▶ **CONSIGNE 1**:
Traduisez en anglais cette phrase de l'extrait ci-dessous : “Comment préserver un libre « pouvoir d’agir » individuel et collectif face à la menace d’une dictature des données, le cas échéant guidée par une « industrie bibliométrique » fortement concentrée ?”

▶ **EXTRAIT**:
Plus généralement, si la tendance devait aller à la colonisation progressive de nos choix à base de sens moral par des algorithmes prédictifs, comment échapper alors à la violence des échelles industrielles et des diktats collectifs, quels que soient leur forme (Gosplan capitaliste, société autoritaire de marché,…), qui pourrait en être le corollaire (14) ? Comment préserver un libre « pouvoir d’agir » individuel et collectif face à la menace d’une dictature des données, le cas échéant guidée par une « industrie bibliométrique » fortement concentrée ? Suffirait-il d’adopter des principes de transparence (des données et des algorithmes), de certification (fiabilité et validité des algorithmes) et de réfutabilité (possibilité de réfuter une prévision) ?

Bref, quel contrôle, quelle maîtrise à propos de la gouvernance des BD ? Autorégulation par les marchands ? Ou bien régulation publique fondée, par exemple, sur une redéfinition d’ensemble du numérique autour d’un principe général de loyauté, comme semble le recommander le CNN (Conseil National du Numérique) ? Peut-on envisager également la conception d’une maîtrise citoyenne des BD ? Alex Pentland (15) laisse entendre avec optimisme qu’un « contrat social sur les données » est possible. Mais le développement de bases et banques de données techniquement sous contrôle individuel ou mutuel est-il à l’échelle des enjeux ?  L’open innovation ne servira-t-il pas les intérêts des entreprises plutôt qu’une « société civile informée », même par des « données brutes »? Enfin, en quoi des lois antitrust suffiraient-elles pour protéger contre les « détenteurs de données », et le pouvoir asymétrique dont ils disposent ?

▶ **DONNÉES ENREGISTRÉES**:
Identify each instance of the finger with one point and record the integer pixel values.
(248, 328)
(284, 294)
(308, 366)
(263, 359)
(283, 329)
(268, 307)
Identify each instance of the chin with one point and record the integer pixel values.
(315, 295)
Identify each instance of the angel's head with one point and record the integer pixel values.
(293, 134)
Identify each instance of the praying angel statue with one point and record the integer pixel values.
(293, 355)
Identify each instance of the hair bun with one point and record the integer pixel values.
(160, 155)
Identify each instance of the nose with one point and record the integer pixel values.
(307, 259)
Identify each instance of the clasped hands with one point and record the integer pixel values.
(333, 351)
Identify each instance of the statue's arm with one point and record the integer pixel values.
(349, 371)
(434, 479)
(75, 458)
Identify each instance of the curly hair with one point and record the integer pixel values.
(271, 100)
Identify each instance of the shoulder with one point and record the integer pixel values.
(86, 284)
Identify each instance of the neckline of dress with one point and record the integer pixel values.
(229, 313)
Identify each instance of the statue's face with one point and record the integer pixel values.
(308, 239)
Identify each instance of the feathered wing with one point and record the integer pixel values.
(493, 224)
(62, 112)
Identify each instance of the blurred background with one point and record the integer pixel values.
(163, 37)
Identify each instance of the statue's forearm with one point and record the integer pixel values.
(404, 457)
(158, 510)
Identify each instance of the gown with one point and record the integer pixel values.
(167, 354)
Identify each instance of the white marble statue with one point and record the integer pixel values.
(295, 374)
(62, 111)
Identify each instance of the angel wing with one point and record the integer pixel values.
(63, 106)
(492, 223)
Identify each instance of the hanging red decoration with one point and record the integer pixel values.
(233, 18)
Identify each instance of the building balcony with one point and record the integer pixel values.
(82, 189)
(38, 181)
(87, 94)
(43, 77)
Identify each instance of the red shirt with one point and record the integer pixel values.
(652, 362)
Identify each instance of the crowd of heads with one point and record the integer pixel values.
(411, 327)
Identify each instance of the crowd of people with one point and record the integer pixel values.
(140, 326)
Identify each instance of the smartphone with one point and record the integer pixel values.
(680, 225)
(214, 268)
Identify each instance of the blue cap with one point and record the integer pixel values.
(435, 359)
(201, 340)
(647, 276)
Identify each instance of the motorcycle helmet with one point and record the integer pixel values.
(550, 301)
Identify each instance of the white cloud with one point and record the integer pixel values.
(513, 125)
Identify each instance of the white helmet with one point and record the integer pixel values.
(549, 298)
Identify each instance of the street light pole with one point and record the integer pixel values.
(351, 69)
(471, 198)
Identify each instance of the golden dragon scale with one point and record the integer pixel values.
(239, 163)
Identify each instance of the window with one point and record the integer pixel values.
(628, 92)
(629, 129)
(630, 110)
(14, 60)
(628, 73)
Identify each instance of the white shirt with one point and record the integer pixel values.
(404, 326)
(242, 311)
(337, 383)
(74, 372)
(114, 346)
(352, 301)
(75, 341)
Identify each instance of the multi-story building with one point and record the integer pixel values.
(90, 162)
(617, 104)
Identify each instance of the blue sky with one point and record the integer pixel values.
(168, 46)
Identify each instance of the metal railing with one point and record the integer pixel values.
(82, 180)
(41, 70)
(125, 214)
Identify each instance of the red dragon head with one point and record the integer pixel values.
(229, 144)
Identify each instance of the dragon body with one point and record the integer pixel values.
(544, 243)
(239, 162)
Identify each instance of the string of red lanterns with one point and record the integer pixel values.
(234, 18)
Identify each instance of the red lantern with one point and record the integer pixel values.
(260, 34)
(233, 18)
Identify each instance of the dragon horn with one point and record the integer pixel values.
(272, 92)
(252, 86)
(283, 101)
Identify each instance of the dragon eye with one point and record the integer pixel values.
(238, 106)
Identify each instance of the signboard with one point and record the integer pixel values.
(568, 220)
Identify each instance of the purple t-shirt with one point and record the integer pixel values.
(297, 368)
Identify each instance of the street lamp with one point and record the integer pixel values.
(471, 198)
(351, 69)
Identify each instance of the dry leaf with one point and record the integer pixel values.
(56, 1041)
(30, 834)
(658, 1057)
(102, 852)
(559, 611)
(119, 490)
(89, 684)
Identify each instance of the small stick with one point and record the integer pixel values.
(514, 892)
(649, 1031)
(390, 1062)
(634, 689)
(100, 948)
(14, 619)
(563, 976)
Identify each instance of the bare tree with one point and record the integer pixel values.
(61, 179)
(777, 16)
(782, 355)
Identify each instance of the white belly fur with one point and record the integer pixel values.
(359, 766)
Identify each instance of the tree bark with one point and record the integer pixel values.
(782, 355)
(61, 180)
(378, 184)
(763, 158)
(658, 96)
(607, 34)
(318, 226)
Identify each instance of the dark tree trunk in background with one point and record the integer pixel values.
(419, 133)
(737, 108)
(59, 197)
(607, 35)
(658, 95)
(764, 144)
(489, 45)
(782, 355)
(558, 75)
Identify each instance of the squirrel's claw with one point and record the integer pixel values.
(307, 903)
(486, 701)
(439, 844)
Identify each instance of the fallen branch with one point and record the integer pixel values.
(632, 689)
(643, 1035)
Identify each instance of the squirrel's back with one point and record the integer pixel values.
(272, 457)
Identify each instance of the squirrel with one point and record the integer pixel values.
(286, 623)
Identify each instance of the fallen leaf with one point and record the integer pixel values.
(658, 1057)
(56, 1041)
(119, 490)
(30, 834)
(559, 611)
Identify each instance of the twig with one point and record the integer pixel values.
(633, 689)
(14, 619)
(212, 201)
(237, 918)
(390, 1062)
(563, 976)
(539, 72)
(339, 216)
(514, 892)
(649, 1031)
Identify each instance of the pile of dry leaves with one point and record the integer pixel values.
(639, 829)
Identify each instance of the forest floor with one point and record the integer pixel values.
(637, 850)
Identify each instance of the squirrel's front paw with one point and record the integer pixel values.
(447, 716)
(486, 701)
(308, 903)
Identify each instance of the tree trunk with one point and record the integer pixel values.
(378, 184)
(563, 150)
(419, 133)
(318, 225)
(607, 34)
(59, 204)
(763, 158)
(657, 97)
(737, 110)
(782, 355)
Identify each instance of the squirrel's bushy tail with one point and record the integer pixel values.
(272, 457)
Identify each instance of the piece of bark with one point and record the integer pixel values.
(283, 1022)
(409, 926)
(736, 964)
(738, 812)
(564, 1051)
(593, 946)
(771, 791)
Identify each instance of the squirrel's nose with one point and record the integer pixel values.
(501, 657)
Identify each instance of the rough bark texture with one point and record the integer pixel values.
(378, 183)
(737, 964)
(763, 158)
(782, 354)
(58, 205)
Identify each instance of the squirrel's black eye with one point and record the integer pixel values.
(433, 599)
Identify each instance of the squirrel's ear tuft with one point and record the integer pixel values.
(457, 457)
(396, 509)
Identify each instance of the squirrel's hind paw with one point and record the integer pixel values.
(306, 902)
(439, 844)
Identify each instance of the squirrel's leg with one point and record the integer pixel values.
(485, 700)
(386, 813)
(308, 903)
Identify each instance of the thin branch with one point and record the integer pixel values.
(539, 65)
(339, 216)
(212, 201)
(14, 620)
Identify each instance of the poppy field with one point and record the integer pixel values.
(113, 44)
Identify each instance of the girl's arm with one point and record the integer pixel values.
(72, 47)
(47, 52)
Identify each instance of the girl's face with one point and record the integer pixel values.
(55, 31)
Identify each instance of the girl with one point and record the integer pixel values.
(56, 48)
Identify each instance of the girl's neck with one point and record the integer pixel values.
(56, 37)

▶ **CONSIGNE 2**:
Comptez, s'il vous plaît, les lignes des enregistrements ci-dessus qui contiennent la chaîne « helmet », en respectant la casse, et donnez uniquement ce nombre.

▶ **CORRIGÉ 1**:
How can a free individual and collective "power to act" be preserved in the face of the threat of a data dictatorship, guided, where applicable, by a highly concentrated "bibliometric industry"?

▶ **CORRIGÉ 2**:
2